**WRITTEN EXERCISE:** Put the records from the line with "Question. In the picture above, identify the wet" to the line with "[(560, 446), (502, 454)]" into a numbered list, leaving out any blank lines.
=== MATERIAL SHOWN ===
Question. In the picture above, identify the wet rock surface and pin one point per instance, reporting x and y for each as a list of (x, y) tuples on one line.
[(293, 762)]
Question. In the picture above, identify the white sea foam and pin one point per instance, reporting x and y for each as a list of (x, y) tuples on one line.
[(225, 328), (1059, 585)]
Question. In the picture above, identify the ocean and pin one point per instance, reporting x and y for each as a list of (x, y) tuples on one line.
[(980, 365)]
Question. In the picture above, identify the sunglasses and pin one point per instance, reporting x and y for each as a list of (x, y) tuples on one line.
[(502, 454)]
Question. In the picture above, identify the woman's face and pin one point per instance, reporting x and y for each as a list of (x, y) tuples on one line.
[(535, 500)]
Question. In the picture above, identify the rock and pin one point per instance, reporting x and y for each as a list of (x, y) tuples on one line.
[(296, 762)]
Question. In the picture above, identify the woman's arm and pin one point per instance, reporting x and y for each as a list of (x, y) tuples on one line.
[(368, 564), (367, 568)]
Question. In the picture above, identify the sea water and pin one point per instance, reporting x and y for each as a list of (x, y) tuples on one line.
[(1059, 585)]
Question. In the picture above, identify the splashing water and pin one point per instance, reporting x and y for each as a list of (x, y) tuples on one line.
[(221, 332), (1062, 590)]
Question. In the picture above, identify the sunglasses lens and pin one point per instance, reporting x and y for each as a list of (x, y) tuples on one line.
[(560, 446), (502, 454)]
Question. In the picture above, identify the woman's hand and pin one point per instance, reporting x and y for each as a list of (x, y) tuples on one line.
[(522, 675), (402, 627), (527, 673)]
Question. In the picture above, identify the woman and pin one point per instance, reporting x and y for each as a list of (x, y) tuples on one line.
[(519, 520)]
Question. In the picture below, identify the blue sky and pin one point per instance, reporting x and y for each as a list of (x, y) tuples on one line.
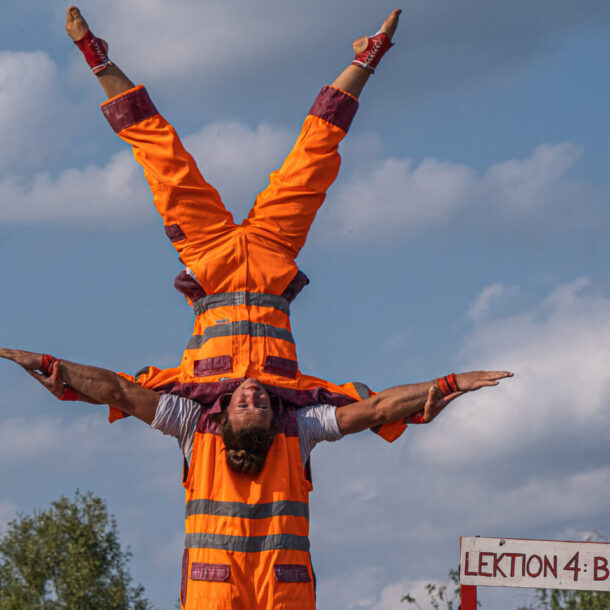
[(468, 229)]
===
=== MATERIAL SHOWN ===
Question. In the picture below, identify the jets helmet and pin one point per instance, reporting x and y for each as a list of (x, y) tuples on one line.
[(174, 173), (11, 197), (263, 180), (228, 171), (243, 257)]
===
**TASK SOLUTION:**
1. Question. In the picture above, identify the wet rock surface and pin one point per instance, reporting x and y for each as a list of (x, y) tuples on one line.
2. [(293, 762)]
3. Question. In the picture above, identify the white sea foam and pin one point per instance, reporting x and y for each as a list of (x, y) tuples on one line.
4. [(225, 328), (1059, 585)]
5. Question. In the picture above, identify the ocean and pin one point per instance, reporting x and y for each as a list of (x, y) tuples on one line.
6. [(980, 365)]
7. Question. In the picture above, identify the sunglasses and pin one point per instance, reporting x and y for each as a list of (x, y) tuples on one line.
8. [(502, 454)]
9. Question. In the picture above, identify the woman's face and pin one point per instance, reporting x and y for each as a list of (x, y) tuples on one line.
10. [(535, 500)]
11. Question. In the picture above, identify the rock and pin one point per instance, reporting x and y for each as a list of (x, y) tuples on one line.
12. [(296, 762)]
13. Question. In the picture above, identify the woman's arm and pin one point per instance, reporting x and y for each as a list of (x, y) tuples on one line.
14. [(368, 564), (367, 568)]
15. Question. In the picture above, identify the sea water and pin one point per instance, reporting x and y for each as a list of (x, y) tuples on one line.
16. [(1059, 585)]
17. Question. In the picture above, identify the splashing water and pin one point per instance, reporting x and y for each as a list of (x, y) tuples on one line.
18. [(221, 332), (1062, 590)]
19. Question. In the picture above, identify the sunglasses lens and pin one point per instance, reporting x and y for each as a list of (x, y) tuples on one line.
20. [(560, 446), (502, 454)]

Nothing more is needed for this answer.